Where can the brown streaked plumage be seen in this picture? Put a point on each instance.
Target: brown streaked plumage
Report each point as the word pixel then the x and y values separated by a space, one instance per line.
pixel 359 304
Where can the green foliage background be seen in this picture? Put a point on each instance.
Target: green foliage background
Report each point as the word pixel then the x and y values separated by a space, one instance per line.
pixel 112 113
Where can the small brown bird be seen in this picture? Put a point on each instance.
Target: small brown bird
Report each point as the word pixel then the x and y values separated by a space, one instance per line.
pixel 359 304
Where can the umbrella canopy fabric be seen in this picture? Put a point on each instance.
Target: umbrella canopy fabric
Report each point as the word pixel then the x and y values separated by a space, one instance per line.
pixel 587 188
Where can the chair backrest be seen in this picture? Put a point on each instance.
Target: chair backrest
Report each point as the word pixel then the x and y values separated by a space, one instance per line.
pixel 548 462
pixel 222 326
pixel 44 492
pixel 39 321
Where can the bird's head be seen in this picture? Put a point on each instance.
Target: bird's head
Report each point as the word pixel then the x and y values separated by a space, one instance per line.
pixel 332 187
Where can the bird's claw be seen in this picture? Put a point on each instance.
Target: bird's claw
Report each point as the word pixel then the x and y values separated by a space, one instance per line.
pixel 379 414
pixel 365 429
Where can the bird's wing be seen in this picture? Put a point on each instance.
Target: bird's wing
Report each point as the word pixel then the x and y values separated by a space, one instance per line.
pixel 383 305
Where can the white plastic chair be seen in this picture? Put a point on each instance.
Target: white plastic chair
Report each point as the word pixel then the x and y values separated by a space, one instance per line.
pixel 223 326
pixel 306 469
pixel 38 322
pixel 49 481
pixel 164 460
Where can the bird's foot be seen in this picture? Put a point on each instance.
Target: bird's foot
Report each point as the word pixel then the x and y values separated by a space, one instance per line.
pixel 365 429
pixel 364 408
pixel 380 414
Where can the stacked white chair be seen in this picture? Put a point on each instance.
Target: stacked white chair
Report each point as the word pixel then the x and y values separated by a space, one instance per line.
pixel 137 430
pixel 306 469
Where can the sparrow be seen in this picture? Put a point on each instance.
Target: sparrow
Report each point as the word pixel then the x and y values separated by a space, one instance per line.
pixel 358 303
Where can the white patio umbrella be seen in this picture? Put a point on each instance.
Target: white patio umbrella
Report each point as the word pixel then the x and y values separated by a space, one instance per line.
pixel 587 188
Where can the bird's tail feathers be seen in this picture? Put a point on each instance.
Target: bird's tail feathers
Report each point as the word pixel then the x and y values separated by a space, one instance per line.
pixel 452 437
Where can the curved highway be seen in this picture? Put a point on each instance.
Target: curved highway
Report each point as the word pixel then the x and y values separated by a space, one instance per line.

-=-=-

• WHAT TO DO: Recast every one of the lines above as a numbered list, leaving out any blank lines.

• ANSWER IN FULL:
1. Where can the brown streaked plumage be seen in this picture? Put a point on each instance.
2. Target: brown streaked plumage
3. Report each point as the word pixel then the x and y values separated by a space, one instance per line.
4. pixel 359 304
5. Where can the green foliage background be seen in this picture? Put a point on each instance.
6. Target: green foliage background
7. Report each point as the word pixel then the x and y values separated by a space, one instance per line.
8. pixel 112 113
9. Where can the small brown bird be seen in this picture? Put a point on each instance.
10. Target: small brown bird
11. Report each point as the word pixel then the x and y values separated by a space, one instance per line.
12. pixel 359 304
13. Where can the umbrella canopy fabric be seen in this picture? Put a point on each instance.
14. Target: umbrella canopy fabric
15. Report each point as the word pixel then the x and y values separated by a space, one instance per line.
16. pixel 587 188
17. Where can the chair backrest be seen in this picture? Put a point on each instance.
18. Target: chair backrest
19. Report each point as the word pixel then the x and y values separated by a space, one instance per line.
20. pixel 548 462
21. pixel 222 326
22. pixel 44 492
23. pixel 39 321
24. Where can the bird's head be seen in this picture? Put a point on each instance.
25. Target: bird's head
26. Report each point as the word pixel then the x and y values separated by a space, one instance per line.
27. pixel 332 187
28. Where can the bird's claw be seen in this picture? Put a point on each instance.
29. Target: bird's claw
30. Report each point as the word pixel then the x and y values separated by a space, one instance per line.
31. pixel 379 414
32. pixel 365 429
33. Where can the bird's wing be seen in this picture? Put a point on each instance.
34. Target: bird's wing
35. Report each point as the word pixel then the x and y values separated by a space, one instance per line.
36. pixel 383 305
37. Where can the white plastic chair be seen in this picture? Put a point on each instance.
38. Target: white plastic chair
39. Report each point as the word pixel then the x and y values separated by a space, one instance per line.
40. pixel 223 326
41. pixel 306 469
42. pixel 38 322
43. pixel 49 481
44. pixel 164 460
45. Where can the bird's foot be seen in this picture? Put a point on each instance.
46. Target: bird's foot
47. Report each point as the word pixel then the x and y values separated by a space, one instance per line.
48. pixel 365 429
49. pixel 364 408
50. pixel 380 414
51. Where can the stacked white chair be seen in this picture? Put a point on each instance.
52. Target: stacked white chair
53. Report each point as the word pixel then the x and y values separated by a space, one instance per line.
54. pixel 137 430
55. pixel 306 469
56. Where can the sparrow be seen in this picture? Put a point on each instance.
57. Target: sparrow
58. Report each point as the word pixel then the x and y values separated by a space, one instance per line.
59. pixel 358 303
60. Where can the white patio umbrella be seen in this picture? Put a point on each instance.
61. Target: white patio umbrella
62. Report each point as the word pixel then the x and y values separated by a space, one instance per line.
63. pixel 587 188
64. Where can the bird's tail feathers be seen in this picture? Put a point on each instance.
65. Target: bird's tail feathers
66. Report each point as the word pixel then the x and y values separated by a space, one instance per line.
67. pixel 452 437
68. Where can the curved highway be seen in this picture? Put a point on each instance.
69. Target: curved highway
70. Report each point as the word pixel then the x and y values separated by a space, one instance per line.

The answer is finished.